Return exactly the span of lines that opens with the line containing "this sample: (722,60)." and closes with the last line of the data, inclusive.

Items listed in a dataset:

* begin *

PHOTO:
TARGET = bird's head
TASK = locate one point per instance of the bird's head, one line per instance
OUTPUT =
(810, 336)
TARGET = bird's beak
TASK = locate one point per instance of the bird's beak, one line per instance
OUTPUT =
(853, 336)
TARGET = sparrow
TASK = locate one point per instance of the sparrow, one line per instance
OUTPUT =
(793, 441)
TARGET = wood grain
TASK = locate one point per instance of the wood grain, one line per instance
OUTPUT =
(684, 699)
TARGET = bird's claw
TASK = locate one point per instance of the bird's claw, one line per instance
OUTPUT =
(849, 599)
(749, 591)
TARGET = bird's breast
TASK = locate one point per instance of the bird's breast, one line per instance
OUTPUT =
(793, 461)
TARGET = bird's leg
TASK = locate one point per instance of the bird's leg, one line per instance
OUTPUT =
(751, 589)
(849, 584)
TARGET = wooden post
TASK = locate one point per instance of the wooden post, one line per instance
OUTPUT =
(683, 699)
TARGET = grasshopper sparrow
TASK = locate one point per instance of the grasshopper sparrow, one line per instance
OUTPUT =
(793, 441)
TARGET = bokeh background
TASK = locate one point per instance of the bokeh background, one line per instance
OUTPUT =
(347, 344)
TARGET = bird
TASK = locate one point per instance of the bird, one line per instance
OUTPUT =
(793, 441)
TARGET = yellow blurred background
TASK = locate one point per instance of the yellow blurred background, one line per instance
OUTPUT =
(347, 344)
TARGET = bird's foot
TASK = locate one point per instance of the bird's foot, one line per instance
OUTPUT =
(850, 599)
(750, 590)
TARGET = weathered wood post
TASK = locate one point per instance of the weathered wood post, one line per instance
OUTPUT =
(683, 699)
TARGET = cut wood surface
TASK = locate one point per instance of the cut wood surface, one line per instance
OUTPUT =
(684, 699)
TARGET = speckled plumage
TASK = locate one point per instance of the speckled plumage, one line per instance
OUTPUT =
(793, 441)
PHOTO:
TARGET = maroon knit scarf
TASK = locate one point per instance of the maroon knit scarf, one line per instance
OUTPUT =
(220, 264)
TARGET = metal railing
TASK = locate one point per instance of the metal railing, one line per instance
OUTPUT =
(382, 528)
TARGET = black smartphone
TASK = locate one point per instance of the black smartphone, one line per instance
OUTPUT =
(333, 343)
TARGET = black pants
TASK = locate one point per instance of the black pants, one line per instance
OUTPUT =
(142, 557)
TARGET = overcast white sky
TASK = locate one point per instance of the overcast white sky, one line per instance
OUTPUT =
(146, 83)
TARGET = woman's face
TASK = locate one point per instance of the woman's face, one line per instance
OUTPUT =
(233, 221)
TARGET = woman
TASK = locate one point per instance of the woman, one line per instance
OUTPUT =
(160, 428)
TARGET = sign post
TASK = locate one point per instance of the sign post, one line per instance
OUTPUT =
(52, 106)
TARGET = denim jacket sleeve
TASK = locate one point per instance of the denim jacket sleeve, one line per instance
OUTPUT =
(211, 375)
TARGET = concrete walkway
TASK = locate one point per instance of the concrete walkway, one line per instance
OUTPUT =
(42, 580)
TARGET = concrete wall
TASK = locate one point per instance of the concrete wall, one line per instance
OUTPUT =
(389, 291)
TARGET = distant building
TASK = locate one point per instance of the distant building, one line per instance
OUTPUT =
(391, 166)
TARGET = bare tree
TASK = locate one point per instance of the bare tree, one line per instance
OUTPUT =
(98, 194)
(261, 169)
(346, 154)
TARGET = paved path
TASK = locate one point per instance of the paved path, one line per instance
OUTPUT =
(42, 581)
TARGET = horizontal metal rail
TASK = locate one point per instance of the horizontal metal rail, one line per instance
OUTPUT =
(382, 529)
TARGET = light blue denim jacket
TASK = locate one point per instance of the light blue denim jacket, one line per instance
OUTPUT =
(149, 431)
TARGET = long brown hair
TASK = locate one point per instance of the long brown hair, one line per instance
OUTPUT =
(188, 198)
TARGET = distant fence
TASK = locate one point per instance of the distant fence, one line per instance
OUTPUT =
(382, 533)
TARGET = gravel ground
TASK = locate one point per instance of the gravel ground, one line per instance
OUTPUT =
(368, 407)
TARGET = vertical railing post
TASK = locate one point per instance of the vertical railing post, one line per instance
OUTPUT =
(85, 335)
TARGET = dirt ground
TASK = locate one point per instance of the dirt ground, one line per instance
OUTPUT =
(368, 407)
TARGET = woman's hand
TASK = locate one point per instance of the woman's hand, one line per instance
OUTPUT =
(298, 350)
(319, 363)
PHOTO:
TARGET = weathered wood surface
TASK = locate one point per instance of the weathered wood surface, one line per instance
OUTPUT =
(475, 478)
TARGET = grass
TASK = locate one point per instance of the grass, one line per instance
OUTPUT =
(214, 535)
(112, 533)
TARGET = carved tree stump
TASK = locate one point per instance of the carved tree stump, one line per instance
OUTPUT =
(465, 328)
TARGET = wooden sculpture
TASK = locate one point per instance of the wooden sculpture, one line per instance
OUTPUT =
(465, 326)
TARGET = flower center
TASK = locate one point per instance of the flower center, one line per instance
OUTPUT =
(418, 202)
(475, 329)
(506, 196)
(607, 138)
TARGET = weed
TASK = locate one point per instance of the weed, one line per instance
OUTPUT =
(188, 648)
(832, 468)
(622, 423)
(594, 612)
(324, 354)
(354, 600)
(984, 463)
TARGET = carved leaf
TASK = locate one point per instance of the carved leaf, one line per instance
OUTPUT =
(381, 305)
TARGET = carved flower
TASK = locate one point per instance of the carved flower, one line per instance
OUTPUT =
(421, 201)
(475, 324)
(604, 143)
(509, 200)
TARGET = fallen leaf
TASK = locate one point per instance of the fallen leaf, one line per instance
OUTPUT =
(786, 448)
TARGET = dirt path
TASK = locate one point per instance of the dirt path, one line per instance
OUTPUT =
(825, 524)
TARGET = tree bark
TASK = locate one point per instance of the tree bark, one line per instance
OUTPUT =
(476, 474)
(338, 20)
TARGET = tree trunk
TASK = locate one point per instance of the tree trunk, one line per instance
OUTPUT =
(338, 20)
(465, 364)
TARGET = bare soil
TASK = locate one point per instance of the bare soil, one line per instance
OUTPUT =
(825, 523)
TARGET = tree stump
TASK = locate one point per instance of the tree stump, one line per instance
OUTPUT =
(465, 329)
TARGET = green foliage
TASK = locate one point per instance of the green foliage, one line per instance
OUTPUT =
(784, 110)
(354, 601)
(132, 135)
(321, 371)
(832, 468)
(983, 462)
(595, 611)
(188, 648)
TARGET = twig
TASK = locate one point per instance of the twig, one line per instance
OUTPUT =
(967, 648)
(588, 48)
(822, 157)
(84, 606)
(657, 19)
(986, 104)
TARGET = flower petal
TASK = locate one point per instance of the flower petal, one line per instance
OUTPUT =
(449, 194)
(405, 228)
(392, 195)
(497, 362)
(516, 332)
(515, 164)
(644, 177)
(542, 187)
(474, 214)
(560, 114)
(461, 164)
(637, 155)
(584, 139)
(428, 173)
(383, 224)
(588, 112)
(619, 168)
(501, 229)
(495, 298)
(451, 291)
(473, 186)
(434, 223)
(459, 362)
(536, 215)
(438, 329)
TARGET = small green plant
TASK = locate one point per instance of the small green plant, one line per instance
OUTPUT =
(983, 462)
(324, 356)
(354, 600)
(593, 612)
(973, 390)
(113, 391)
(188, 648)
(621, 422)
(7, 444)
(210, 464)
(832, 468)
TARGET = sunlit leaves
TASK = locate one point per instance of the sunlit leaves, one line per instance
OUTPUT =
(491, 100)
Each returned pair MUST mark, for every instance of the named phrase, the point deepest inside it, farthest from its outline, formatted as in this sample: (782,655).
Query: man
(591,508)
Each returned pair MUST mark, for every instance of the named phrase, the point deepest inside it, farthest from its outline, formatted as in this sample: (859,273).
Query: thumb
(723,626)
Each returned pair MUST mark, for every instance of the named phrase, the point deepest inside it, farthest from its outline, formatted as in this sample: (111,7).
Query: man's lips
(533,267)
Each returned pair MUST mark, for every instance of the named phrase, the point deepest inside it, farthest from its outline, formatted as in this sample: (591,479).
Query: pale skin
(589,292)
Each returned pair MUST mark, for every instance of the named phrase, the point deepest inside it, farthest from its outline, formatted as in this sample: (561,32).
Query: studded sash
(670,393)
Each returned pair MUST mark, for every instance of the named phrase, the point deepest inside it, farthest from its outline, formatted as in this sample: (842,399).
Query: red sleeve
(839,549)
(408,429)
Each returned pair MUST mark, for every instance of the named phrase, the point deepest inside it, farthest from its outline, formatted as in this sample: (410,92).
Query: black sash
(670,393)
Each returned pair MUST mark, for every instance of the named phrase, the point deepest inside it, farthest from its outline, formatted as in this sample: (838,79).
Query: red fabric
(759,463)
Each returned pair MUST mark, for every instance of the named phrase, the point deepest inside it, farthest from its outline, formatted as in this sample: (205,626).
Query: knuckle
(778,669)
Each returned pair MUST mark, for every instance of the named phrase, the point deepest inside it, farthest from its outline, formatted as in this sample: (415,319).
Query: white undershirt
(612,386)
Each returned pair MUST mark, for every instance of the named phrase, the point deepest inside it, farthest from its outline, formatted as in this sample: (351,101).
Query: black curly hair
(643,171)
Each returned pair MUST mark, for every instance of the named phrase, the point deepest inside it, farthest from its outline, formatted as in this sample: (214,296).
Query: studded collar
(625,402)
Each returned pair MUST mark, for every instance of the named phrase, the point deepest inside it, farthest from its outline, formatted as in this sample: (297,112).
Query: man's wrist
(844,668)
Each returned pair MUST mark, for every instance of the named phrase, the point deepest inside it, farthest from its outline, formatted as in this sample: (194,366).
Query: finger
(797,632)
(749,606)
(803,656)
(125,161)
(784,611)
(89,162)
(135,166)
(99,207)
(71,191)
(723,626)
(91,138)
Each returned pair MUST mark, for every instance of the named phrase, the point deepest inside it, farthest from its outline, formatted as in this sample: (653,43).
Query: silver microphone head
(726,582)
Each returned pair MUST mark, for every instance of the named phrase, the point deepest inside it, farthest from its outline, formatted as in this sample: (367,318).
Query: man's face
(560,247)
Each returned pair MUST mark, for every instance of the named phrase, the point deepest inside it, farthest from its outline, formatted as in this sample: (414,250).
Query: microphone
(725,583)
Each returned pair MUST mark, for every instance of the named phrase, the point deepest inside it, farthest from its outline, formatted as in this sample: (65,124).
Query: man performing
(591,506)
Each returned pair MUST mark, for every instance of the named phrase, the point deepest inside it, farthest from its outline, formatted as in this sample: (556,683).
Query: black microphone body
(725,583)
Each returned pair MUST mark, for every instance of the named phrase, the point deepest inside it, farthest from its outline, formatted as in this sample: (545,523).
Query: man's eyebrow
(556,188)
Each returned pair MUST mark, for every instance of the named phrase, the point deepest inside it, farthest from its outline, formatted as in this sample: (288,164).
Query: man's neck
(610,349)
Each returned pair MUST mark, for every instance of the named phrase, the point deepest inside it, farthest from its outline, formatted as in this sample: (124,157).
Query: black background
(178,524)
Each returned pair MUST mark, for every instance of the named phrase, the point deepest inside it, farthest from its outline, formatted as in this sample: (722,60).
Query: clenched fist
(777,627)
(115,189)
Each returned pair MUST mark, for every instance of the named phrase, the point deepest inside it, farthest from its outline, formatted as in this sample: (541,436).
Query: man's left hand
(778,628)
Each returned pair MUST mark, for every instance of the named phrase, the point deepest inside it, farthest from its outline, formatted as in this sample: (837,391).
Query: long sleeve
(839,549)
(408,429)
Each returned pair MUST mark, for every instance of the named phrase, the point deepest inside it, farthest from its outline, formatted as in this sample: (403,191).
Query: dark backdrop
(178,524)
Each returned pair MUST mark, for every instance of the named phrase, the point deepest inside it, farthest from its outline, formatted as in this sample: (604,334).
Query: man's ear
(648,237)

* end *

Answer to this exercise:
Each returned pair MUST mark, for every instance of the named phrase, the point deepest inside it, farthest from its outline, formatted as in this sample: (722,60).
Query: clenched fist
(777,627)
(115,189)
Each returned pair MUST mark, for every instance of the named phrase, the point deepest inside it, farthest from its outline, formatted as in this sample: (541,436).
Query: man's left hand
(778,628)
Each returned pair MUST mark, for every instance of the named phrase, the point deepest inside it, farthest from its outline, formatted as in this sample: (837,391).
Query: long sleeve
(839,549)
(408,429)
Each returned pair MUST mark, for every instance of the named phrase, the point deepest inside it, farthest from its outline, formatted as in this sample: (403,191).
Query: dark backdrop
(178,524)
Each returned pair MUST mark, for every instance of the named phrase, the point deepest inside it, farthest from its outline, formatted as in this sample: (604,334).
Query: man's ear
(648,237)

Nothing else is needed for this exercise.